◆ What you will do: Please render the records as a JSON list of strings, one string per line with blank lines left out, beginning at the line that contains "Your task is to find every instance of marsh" and stopping after the line that contains "[50,207,90,221]".

◆ Stored rows:
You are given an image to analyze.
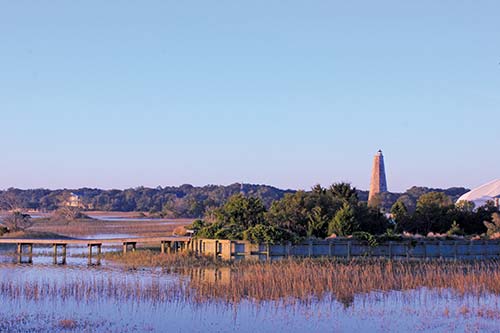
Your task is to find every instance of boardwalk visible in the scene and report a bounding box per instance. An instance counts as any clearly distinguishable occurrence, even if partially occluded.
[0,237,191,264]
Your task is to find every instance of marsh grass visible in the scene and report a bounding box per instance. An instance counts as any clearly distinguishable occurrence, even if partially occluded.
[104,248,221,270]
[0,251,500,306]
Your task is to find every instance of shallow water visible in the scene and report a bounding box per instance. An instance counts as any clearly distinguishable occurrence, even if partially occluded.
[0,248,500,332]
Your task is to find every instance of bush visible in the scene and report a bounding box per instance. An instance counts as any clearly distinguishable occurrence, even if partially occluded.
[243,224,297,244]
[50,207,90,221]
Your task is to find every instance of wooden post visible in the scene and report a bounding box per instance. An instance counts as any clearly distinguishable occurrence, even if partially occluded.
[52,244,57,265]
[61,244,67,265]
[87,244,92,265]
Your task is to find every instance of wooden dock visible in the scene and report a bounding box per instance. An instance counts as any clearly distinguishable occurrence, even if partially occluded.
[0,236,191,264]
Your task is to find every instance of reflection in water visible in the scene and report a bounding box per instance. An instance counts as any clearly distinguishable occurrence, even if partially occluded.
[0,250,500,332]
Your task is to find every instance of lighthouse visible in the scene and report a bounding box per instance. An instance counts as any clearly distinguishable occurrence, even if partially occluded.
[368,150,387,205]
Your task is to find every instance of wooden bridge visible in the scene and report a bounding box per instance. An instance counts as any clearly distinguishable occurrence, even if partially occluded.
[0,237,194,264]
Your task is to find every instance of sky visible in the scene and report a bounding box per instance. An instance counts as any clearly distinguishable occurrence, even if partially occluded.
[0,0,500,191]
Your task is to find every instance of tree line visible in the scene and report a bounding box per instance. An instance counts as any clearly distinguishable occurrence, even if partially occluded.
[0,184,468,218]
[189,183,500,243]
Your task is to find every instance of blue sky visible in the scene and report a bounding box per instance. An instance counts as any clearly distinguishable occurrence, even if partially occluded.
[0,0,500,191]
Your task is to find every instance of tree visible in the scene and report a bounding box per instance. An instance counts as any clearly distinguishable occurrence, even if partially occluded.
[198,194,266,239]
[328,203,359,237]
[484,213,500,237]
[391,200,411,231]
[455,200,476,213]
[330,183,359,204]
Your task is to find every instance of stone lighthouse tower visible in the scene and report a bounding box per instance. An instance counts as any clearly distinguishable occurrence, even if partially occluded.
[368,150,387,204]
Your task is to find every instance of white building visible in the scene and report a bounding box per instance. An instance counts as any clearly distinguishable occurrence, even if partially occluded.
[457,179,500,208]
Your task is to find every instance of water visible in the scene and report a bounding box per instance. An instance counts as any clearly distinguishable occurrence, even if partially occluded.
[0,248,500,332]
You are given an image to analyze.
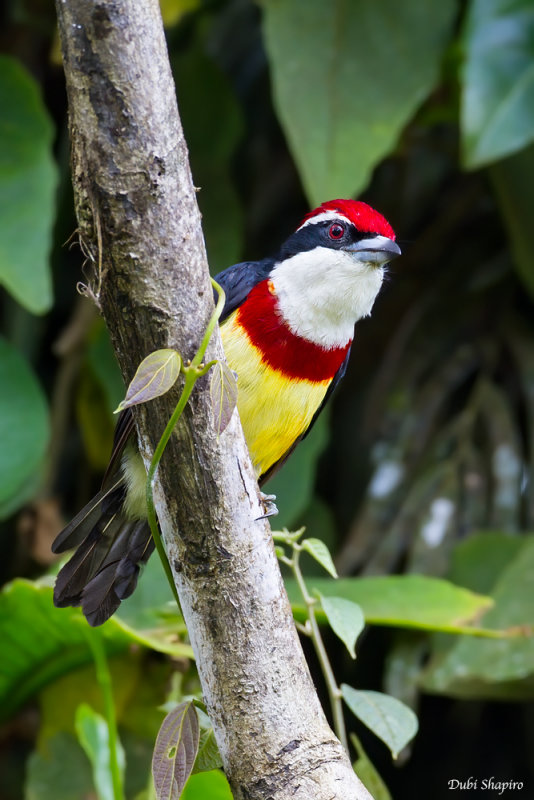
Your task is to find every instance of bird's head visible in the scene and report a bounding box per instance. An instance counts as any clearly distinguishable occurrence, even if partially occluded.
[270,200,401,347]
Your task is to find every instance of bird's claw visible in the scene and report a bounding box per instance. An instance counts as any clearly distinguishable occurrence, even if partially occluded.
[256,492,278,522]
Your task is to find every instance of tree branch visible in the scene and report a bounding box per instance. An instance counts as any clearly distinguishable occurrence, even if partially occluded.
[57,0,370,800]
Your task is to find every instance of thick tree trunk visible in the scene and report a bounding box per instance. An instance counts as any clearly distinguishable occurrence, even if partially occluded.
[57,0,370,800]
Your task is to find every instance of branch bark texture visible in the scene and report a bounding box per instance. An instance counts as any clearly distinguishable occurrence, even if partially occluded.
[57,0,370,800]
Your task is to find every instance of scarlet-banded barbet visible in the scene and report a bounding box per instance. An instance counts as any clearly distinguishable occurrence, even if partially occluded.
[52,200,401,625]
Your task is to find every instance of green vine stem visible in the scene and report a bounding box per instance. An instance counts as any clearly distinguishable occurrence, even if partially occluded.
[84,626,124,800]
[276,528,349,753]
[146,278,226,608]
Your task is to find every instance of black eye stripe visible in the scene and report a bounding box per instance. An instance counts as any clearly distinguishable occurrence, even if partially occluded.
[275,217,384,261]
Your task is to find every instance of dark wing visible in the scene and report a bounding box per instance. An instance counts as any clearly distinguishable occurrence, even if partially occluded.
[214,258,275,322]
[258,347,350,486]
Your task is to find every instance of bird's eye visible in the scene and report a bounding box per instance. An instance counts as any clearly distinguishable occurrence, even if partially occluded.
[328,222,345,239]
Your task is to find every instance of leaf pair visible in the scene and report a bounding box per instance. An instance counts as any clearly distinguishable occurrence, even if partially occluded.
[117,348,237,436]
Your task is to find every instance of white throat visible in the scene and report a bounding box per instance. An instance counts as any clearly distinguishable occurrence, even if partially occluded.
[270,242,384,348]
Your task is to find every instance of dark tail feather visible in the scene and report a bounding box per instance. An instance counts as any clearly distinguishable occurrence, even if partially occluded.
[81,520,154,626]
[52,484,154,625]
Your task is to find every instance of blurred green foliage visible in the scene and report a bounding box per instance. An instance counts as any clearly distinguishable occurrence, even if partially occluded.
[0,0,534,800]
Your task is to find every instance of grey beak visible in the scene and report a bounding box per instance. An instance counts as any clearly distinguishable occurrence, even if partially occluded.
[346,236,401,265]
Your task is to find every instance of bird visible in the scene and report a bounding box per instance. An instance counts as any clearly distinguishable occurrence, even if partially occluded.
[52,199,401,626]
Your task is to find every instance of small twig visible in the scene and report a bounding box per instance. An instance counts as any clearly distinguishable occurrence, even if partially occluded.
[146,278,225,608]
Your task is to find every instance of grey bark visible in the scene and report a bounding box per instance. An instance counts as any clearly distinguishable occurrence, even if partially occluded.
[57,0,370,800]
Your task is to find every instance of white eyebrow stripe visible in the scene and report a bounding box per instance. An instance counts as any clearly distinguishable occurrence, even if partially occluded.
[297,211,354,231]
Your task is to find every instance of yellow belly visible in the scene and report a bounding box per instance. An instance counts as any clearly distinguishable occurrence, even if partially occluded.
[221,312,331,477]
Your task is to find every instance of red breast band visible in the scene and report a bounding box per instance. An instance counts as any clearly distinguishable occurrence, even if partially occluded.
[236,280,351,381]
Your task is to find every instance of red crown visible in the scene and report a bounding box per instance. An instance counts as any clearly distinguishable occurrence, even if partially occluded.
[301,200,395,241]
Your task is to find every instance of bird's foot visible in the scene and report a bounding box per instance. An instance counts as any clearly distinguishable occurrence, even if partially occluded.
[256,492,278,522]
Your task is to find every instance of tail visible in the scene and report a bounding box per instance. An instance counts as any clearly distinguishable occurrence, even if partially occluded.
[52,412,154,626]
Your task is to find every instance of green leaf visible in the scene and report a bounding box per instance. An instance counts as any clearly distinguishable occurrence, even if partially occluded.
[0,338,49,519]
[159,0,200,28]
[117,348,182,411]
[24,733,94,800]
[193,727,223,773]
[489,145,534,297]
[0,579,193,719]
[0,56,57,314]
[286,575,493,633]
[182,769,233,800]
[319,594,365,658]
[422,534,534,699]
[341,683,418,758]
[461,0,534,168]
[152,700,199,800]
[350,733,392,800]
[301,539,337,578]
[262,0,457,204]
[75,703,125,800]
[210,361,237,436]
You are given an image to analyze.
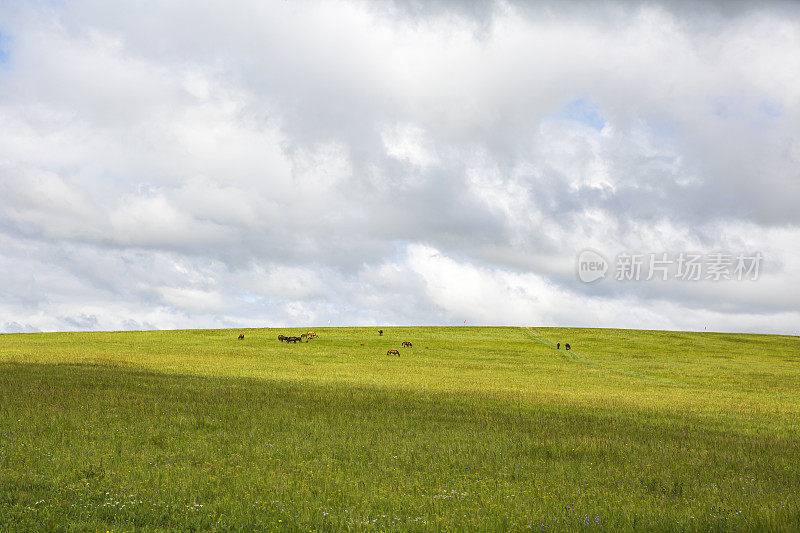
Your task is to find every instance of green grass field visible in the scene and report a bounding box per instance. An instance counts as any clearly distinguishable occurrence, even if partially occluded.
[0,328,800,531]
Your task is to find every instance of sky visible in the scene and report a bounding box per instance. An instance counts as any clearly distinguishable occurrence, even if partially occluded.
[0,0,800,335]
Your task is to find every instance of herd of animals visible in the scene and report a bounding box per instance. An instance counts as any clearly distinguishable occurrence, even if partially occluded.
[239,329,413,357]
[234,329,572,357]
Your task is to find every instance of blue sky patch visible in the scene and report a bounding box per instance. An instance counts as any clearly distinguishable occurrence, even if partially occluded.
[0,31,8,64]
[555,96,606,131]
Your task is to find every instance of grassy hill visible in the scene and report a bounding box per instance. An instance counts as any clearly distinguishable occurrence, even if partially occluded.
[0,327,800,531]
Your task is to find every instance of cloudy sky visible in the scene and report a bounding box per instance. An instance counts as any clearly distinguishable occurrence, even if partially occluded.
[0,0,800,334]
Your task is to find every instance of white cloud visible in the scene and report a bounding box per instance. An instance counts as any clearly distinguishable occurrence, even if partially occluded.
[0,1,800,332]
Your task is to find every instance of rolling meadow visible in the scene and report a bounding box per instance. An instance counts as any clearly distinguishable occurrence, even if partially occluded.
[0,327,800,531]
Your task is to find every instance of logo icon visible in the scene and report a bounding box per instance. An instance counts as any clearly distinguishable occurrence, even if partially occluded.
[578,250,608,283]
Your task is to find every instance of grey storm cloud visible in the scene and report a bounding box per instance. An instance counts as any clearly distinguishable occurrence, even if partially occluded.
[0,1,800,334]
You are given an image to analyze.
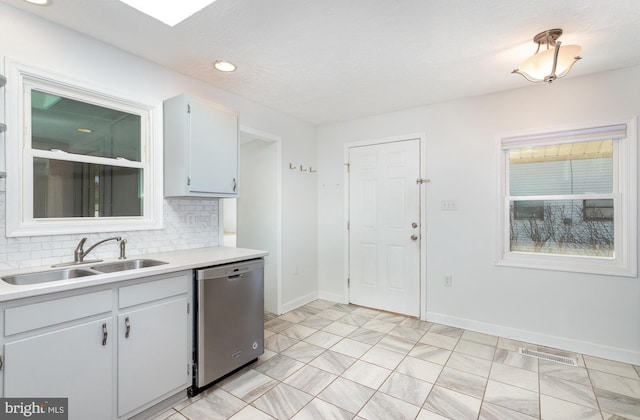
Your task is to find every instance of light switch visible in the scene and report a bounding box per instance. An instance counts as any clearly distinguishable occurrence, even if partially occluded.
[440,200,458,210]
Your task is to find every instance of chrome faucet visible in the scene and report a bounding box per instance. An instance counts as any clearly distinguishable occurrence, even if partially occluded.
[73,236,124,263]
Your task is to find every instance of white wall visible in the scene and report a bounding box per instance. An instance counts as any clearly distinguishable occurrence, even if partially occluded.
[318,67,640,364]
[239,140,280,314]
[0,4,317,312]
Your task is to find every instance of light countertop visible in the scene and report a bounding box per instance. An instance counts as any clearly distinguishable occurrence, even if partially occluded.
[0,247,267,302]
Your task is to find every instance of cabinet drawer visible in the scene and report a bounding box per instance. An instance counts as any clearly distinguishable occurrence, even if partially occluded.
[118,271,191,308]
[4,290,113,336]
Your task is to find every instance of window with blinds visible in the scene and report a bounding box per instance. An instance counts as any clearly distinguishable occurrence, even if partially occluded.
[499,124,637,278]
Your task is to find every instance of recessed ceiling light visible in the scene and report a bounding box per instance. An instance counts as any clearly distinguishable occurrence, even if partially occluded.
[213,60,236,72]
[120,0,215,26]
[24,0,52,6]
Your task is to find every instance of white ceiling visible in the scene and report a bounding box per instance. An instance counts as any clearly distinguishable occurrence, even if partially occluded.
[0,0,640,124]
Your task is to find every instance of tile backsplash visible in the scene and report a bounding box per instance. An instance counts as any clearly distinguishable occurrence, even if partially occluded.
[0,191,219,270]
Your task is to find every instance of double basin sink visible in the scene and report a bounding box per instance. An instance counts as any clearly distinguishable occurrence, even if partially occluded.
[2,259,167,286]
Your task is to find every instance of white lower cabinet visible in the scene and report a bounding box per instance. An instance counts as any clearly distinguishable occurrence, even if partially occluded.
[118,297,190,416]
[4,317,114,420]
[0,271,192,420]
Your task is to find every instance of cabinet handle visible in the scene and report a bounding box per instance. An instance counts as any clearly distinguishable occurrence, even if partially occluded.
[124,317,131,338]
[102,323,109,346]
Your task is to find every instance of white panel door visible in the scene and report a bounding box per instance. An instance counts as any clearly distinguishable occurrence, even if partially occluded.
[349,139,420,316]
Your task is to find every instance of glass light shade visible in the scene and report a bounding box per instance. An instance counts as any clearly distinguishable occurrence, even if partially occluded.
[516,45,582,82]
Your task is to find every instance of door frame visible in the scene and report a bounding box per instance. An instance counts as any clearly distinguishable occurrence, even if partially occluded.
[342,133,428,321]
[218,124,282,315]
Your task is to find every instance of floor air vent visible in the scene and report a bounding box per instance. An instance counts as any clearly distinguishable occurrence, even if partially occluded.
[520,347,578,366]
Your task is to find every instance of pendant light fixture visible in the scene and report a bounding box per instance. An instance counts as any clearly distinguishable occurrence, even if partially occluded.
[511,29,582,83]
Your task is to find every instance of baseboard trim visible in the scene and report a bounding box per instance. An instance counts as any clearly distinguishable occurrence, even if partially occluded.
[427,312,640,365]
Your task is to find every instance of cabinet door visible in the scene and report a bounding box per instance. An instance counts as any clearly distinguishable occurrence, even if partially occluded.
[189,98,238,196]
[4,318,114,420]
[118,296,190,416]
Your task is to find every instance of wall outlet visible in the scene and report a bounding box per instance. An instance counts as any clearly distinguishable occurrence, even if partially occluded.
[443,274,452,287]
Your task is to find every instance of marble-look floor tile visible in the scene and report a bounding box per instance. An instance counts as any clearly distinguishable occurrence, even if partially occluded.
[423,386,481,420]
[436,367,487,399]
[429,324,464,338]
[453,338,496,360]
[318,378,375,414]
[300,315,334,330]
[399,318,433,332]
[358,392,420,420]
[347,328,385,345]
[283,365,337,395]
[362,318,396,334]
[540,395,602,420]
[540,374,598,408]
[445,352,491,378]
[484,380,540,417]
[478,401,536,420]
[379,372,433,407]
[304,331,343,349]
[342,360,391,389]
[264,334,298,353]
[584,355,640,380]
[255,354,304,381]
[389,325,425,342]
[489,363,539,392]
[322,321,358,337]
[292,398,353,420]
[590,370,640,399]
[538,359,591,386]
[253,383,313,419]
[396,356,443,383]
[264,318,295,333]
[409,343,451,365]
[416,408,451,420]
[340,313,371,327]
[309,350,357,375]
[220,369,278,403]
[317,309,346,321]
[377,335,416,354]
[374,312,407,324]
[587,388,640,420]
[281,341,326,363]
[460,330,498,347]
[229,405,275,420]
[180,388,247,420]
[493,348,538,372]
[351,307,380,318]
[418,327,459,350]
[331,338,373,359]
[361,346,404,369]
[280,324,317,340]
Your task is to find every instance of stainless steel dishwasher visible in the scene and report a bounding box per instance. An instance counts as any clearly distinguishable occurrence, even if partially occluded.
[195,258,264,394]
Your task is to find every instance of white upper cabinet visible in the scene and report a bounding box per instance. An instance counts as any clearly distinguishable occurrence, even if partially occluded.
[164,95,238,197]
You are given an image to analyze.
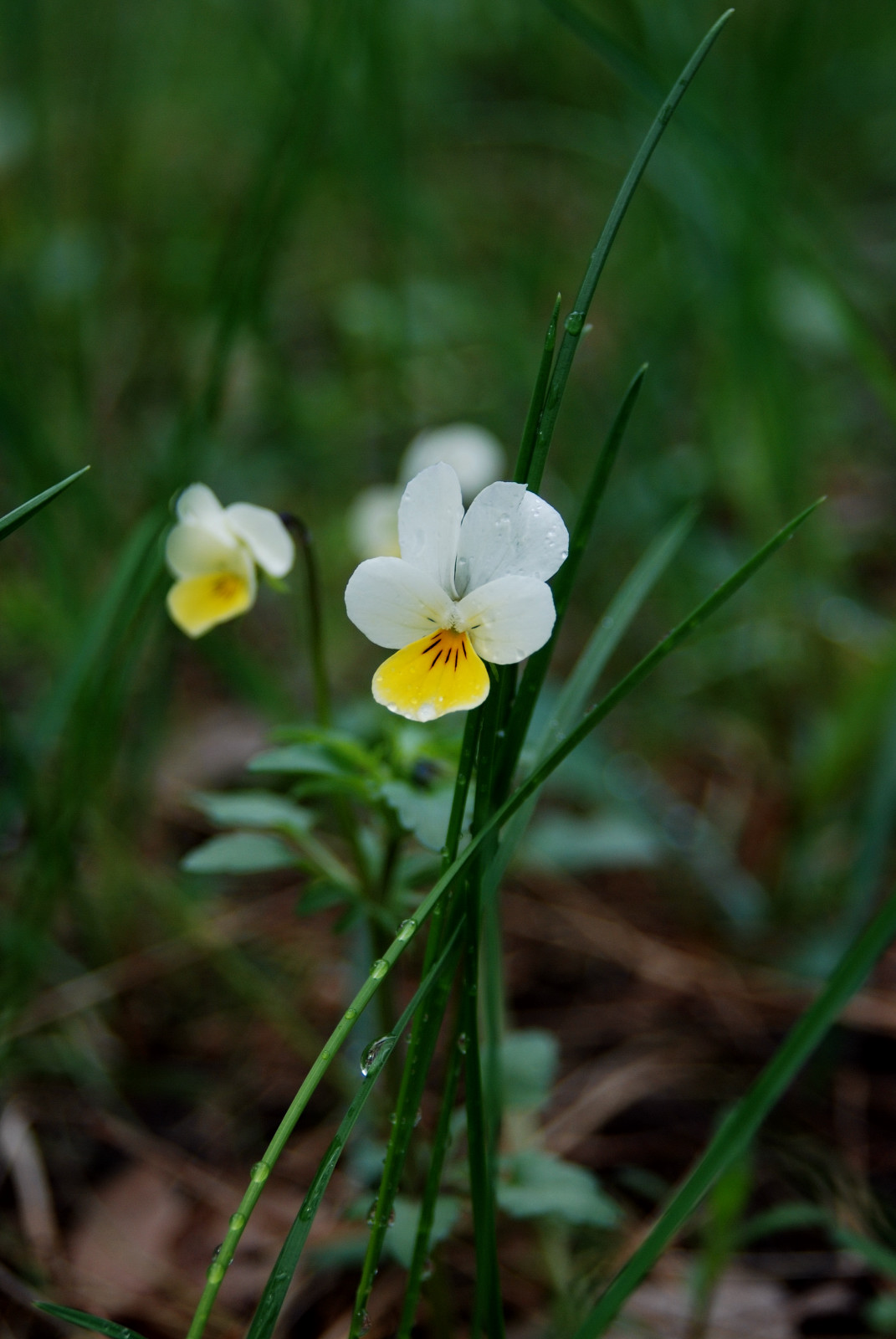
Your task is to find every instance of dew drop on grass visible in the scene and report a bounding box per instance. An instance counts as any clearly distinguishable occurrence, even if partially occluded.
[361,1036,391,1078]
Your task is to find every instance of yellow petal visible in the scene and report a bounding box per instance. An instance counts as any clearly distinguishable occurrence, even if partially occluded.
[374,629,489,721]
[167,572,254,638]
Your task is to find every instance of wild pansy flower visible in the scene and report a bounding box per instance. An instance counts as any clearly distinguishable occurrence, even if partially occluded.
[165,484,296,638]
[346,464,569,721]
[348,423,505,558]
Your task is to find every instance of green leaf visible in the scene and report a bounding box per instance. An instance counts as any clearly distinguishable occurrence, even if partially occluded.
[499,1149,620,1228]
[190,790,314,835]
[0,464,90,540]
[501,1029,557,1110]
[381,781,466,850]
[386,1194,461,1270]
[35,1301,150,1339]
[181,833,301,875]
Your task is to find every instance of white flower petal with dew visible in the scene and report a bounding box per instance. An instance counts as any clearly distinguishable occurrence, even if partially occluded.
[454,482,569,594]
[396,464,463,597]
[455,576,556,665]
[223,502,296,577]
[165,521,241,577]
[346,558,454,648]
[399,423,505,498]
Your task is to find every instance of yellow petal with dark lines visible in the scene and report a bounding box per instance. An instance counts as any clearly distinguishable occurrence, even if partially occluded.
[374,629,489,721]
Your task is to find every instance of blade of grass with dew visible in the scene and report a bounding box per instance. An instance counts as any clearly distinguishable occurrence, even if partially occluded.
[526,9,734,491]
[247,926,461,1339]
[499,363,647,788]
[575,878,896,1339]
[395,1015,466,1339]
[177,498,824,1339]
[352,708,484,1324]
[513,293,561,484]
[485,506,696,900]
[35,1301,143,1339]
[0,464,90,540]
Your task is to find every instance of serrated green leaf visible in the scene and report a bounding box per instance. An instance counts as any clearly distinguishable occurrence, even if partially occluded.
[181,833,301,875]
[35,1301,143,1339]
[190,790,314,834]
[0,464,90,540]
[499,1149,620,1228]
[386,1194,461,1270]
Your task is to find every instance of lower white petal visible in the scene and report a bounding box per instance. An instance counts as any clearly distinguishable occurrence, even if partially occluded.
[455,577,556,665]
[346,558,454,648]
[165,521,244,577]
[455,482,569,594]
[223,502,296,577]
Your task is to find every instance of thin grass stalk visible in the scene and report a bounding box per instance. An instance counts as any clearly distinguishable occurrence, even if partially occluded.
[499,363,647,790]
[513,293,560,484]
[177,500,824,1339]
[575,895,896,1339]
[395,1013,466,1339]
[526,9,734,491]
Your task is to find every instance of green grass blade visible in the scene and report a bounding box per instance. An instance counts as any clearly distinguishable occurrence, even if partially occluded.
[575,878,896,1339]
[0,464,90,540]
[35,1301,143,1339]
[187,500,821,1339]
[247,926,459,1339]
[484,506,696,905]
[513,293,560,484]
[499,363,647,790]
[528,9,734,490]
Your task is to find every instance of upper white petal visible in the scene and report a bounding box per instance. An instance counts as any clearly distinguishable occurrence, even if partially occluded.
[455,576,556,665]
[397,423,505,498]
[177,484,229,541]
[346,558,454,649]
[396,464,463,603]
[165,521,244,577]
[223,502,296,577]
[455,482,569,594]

◆ Written response:
[
  "Your task is to find every instance of marsh grass visible in the scene and report a bounding box per instance. An instance counts as any clearly distinguishable occurrence, even if partially occluded.",
  "[104,248,221,270]",
  "[0,251,500,306]",
  "Your task is to find every instance of shallow water visible in the scene and report a bounding box per instance. An instance counts as any clearly distinguishable occurrence, even if partially occluded.",
  "[0,248,500,332]",
  "Your task is to find every instance of bush visible in the scene and report a bounding box per instance. An instance counts as any clearly distinguishable occurrence, even if partially occluded.",
  "[243,224,297,244]",
  "[50,207,90,221]"
]